In the abstract on bronchioloalveolar carcinoma-like lesions in young patients, which mutation was found in the tumor from the patient with prior osteosarcoma?

START PASSAGE PROVIDED

Incidental Primary Bronchioloalveolar Carcinoma-Like Lesions in Young Patients with Pediatric Malignancies: Histopathologic and Molecular Features
M He, MF Zakowski, A Moreira, C Lau, AJ Chou, M Merchant, PR Melora, LH Wexler, MP La Quaglia, WD Travis, ML Kayton, M Ladanyi. Memorial Sloan-Kettering Cancer Center, New York, NY
Background: Primary lung adenocarcinoma is extremely rare in the pediatric age group. There have been anecdotal reports of lesions that histologically resemble usual bronchioloalveolar carcinoma (BAC) in young patients after treatment for non-pulmonary cancers. Here, we present clinical, histopathologic, and molecular data on a single-institution series of seven such cases.
Design: All cases were identified in the course of clinical care. Specimens were from open thoracotomies or thorascopic biopsies. Molecular studies for EGFR and KRAS mutations were performed in five patients with sufficient material using DNA extracted from paraffin-embedded tissues.
Results: All seven patients were nonsmokers, three male and four female. Median age at original cancer diagnosis was 14 years (range 3-23). Four had osteosarcoma (OS), one mesenchymal chondrosarcoma (MCS), one Wilms tumor and one neuroblastoma. All had received intensive chemotherapy. Median age at diagnosis of pulmonary BAC-like lesions was 15 years (range 10-24). All lesions were found incidentally either by preoperative CT (n=3) or at time of surgery. Retrospective review showed that in at least three patients the nodules were present prior to chemotherapy. Their sizes ranged from 0.1 to 0.6 cm. The histopathology ranged from AAH, to BAC, to mixed subtype with acinar or papillary features. In three patients, the BAC-like nodules were multiple and co-existed with lung metastases of the original cancer. Of five tumors tested, one was positive for the EGFR L858R mutation (patient with prior OS) and another was positive for KRAS G12V (patient with prior MCS); the remaining three were negative for common EGFR and KRAS mutations. Six patients have remained well with a median follow-up of 8 months (1-29 months).
Conclusions: Incidental BAC-like lesions in patients with pediatric cancers can show typical lung adenocarcinoma-type mutations and may not always be chemotherapy-related. Other possibilities include a selection bias effect due to enhanced radiographic scrutiny, a common predisposing germline alteration, or a common prior mutagenic exposure. The natural history and management of this entity remain to be better defined.

END PASSAGE PROVIDED
START EXTRACTED ENTRIES

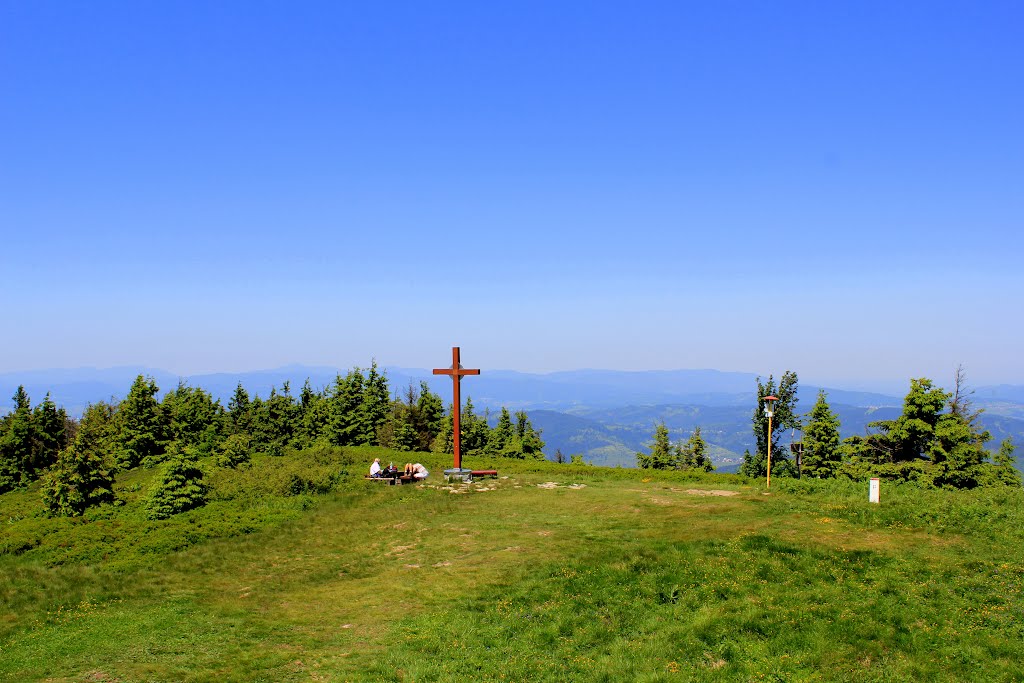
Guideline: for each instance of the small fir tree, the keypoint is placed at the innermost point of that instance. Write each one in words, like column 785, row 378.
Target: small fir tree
column 78, row 480
column 179, row 486
column 821, row 443
column 660, row 456
column 139, row 425
column 235, row 452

END EXTRACTED ENTRIES

RESPONSE TO THE EXERCISE: The EGFR L858R mutation.